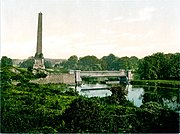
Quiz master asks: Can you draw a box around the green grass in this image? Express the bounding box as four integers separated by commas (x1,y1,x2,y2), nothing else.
131,80,180,88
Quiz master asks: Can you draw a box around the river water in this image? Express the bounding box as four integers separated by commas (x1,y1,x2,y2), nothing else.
74,83,179,112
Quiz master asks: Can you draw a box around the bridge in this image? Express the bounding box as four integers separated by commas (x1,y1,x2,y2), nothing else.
69,70,132,84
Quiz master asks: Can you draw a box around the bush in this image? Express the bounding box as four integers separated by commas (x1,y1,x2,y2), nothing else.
61,97,102,133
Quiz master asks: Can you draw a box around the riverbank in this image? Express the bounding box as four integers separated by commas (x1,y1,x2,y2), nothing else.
130,80,180,88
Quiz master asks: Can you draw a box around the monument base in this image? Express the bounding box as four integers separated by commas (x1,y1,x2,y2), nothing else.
33,58,45,69
33,58,46,75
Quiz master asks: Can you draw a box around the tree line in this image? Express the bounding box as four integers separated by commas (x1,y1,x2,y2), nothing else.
137,52,180,80
57,54,139,71
1,52,179,80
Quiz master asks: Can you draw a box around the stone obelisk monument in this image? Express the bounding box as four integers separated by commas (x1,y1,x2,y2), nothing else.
33,12,45,69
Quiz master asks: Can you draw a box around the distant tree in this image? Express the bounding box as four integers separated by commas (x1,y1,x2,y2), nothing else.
100,54,118,70
64,55,78,70
54,63,60,68
19,58,35,69
1,56,13,67
168,53,180,80
119,56,130,70
44,60,52,68
137,52,179,80
128,56,139,71
78,55,102,70
152,53,166,79
59,60,67,67
138,55,157,80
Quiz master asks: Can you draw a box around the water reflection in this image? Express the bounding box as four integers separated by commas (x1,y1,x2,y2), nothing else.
74,83,179,111
76,83,112,97
125,85,144,107
140,86,179,111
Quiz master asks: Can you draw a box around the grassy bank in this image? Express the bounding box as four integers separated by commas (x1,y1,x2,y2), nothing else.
131,80,180,88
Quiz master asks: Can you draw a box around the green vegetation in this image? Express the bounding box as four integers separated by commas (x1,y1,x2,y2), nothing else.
8,52,180,81
19,57,35,70
62,55,78,70
12,52,180,81
1,66,78,132
1,53,179,133
57,52,179,81
1,65,179,133
131,80,180,88
138,52,180,80
58,54,139,71
19,57,52,70
0,56,13,67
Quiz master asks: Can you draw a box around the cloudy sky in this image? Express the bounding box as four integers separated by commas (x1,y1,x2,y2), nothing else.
1,0,180,59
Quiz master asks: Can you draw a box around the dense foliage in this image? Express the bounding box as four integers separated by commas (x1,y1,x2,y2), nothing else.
58,54,139,71
19,58,52,69
62,55,78,70
19,57,35,69
58,52,179,81
0,56,13,67
1,67,179,133
1,66,78,132
1,53,179,133
10,52,180,80
138,52,180,80
7,52,179,81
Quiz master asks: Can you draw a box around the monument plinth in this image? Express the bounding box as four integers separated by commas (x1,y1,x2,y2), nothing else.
33,12,45,69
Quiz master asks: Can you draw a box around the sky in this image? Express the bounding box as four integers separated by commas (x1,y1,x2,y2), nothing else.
1,0,180,59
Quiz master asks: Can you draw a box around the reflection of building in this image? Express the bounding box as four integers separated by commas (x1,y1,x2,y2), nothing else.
33,12,45,69
127,70,133,81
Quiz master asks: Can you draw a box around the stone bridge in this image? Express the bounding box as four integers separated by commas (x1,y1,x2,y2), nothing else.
69,70,132,84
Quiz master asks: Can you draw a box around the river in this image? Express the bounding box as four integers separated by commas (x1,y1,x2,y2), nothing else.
74,83,179,112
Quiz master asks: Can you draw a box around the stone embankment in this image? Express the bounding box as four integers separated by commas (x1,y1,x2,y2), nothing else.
31,73,75,85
.....
_Work required_: All of the records need repeating exactly, except for the pictures.

_Answer space_:
Quiz master asks: Can you draw a box around the green grass in this image? Express the bounding box as four integers separated by commas (x1,y1,x2,y2), nothing else.
131,80,180,88
Quiz master asks: Can you draw a box around the river water in this image? Express the bounding box as four integers separated by commas (x1,y1,x2,y2), nothing else.
74,83,179,112
Quiz master asks: Can you draw a box around the bridge in this image? Express the bounding box as four integers separated by commas (x1,y1,x2,y2), nothing else.
69,70,132,84
Quiz master asks: Can you draw a box around the bush in this image? Express the bounding box as four integers separated by commas (x1,y1,x2,y2), nothing else.
61,97,102,133
Quiz master asks: Can you draw a box around the riverbank in this image? Express the bounding box as four integers separated by commas (x1,y1,x2,y2), nothing else.
130,80,180,88
Quiz master asks: Can you draw a box around the monument base in this image? Express the bounding box as four integers separated by commas (x1,y1,x2,y2), nothing else.
33,58,45,69
33,58,46,75
Quiz master asks: Can you draw a box around the tree line in this image? Express the bounding box as four integers separated by commas (x1,y1,x2,y2), nothing else.
137,52,180,80
57,54,139,71
1,52,179,80
Quiz master asks: Can you draw a box around the stone obelisk monument in this image? Express the bounding box as four integers separated by commas (x1,y1,x2,y2), nothing else.
33,12,45,69
Quiz master asks: Can you draw a box around the distant tree in this image? Express the bounding box as four integers separated by commas (x1,y1,x2,y2), nothing else.
100,54,118,70
64,55,78,70
54,63,60,68
19,58,35,69
1,56,13,67
168,53,180,80
119,56,130,70
44,60,52,68
137,52,179,80
128,56,139,71
78,55,102,70
152,53,166,79
59,60,67,67
138,55,157,80
Quiz master asks: Can you draw a box around the water reflection in this image? Express the bounding box as four integers separated by commas (x1,y1,x2,y2), nothing else.
74,83,179,111
76,83,112,97
125,85,144,107
140,86,179,111
Quiz master asks: Can you draw a box around the grassy bank in this image? Express the bounding box as four integers separated by commas (x1,y1,x2,y2), nothing else.
131,80,180,88
Quiz master asks: Can you draw a box around the green vegetation in this image? Express the bounding box as four integers separated by commas (x1,y1,x2,y2), nothing else.
8,52,180,81
19,57,35,70
62,55,78,70
12,52,180,81
1,66,78,132
1,53,179,133
57,52,179,81
1,65,179,133
131,80,180,88
138,52,180,80
58,54,139,71
19,57,52,70
0,56,13,67
Quiz master asks: Can you draw a box around the cloudy sky in this image? Express the bounding box as four integers separated by commas (x1,y1,x2,y2), nothing else.
1,0,180,59
Quiz master asks: Can you draw a box around the dense foliage in this image? Express the bounding box as four integers separated by commas (x1,y1,x2,y2), nothing else.
58,54,139,71
19,58,52,69
62,55,78,70
19,57,35,69
58,52,179,81
0,56,13,67
1,67,179,133
1,66,78,132
1,53,179,133
10,52,180,80
138,52,180,80
7,52,179,81
Quiz master asks: Can you draw a box around the monument plinth in this image? Express the bounding box as four integers separated by commas (x1,y1,x2,y2), nothing else.
33,12,45,69
Quiz master asks: Can you draw a box around the sky in this image? Express the bounding box as four integers separated by commas (x1,y1,x2,y2), nothing else.
1,0,180,59
Quiz master asks: Can you draw a box around the reflection of building in this image? Express the bounding box as four integers separated by commas (x1,y1,x2,y2), nothing else.
33,12,45,69
127,70,133,81
Quiz master asks: Can you draw a box around the stone bridge in this image? Express the bounding box as four integers separated by commas (x1,y1,x2,y2), nothing else.
69,70,132,84
Quiz master asks: Can you draw a box around the river in this image? Express the bounding box as four integers separated by commas (x1,y1,x2,y2), nothing else.
74,83,179,112
Quiz master asks: Can you draw a box around the stone embankment in this image? Express the bounding box as four integers separated by commas (x1,y1,x2,y2), nothing else.
31,73,75,85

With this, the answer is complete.